* start Source text *
At this point Serres introduces a new character, The Troubadour of Knowledge, which will turn to be the protagonist in his next book, Le Tiers-Instruit, published in 1991. The Troubadour models this hybrid reason with courage and wisdom. (S)he is the product of a process of education that gave her the courage to expose herself, to cast herself off. Listen how eloquently Serres brings the third essay of the Natural Contract to a close:
"We must learn our finitude: reach the limits of a non-infinite being. Necessarily we will have to suffer, from illnesses, unforeseeable accidents or lacks; we must set a term to our desires, ambitions, wills, freedoms. We must prepare our solitude, in the face of great decisions, responsibilities, growing numbers of other people; in the face of the world, the fragility of things and of loved ones to protect, in the face of happiness, unhappiness, death. To deny this finitude, starting in childhood, is to nurture unhappy people and foster their resentment of inevitable adversity. We must learn, at the same time, our true infinity. Nothing, or almost nothing, resists training. The body can do more than we believe, intelligence adapts to everything. To awaken the unquenchable thirst for learning, in order to live as much as possible of the total human experience and the beauties of the world, and to persevere, sometimes, through invention: this is the meaning of equipping someone to cast off."
* end Source text *
→ **Problem set**:
1. Using the passage on Serres, decide whether each statement agrees with it, and support each yes or no with the deciding words of the passage, quoted exactly. (a) The Troubadour of Knowledge becomes the protagonist of Le Tiers-Instruit. (b) The quoted words conclude the second essay of the Natural Contract. (c) The quotation claims that intelligence adapts to everything.
2. According to the quotation in the passage on Serres, what results from denying human finitude starting in childhood?
* start Dataset content *
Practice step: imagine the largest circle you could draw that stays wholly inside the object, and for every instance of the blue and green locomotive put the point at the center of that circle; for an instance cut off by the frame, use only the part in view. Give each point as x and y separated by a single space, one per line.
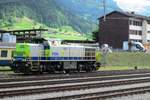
51 56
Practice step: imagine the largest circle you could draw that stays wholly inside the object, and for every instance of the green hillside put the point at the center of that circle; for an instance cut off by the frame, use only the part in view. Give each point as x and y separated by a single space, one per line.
47 12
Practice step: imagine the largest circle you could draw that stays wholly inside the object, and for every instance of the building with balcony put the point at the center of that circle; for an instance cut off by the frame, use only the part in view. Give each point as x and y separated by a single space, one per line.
120 27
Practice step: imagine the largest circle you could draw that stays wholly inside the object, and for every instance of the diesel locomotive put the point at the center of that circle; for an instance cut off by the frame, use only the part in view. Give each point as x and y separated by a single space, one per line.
51 56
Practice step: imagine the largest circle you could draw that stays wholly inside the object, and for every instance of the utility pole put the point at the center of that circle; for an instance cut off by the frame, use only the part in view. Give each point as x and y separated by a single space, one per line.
104 7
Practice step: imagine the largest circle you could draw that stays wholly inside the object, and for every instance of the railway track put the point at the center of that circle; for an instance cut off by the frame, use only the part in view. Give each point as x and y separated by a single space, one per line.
25 88
20 77
50 81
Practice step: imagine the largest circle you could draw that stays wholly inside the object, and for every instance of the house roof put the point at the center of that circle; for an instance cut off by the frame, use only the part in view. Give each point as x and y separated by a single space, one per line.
128 14
7 45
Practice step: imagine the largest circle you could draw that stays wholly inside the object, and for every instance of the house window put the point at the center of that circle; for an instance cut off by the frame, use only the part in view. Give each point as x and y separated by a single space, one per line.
4 53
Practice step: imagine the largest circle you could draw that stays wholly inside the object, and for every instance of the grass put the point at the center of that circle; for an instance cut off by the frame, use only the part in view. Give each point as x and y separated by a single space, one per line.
64 32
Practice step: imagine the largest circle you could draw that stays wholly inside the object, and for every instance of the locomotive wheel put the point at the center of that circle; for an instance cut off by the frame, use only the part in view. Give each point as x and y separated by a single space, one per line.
67 70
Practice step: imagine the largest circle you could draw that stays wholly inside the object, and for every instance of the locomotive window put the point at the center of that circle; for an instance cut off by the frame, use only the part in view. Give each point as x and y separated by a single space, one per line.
4 53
* end Dataset content *
→ **Written responses**:
1.
(a) Yes: "which will turn to be the protagonist in his next book, Le Tiers-Instruit, published in 1991"
(b) No: "brings the third essay of the Natural Contract to a close"
(c) Yes: "intelligence adapts to everything"

2. It nurtures unhappy people and fosters their resentment of inevitable adversity.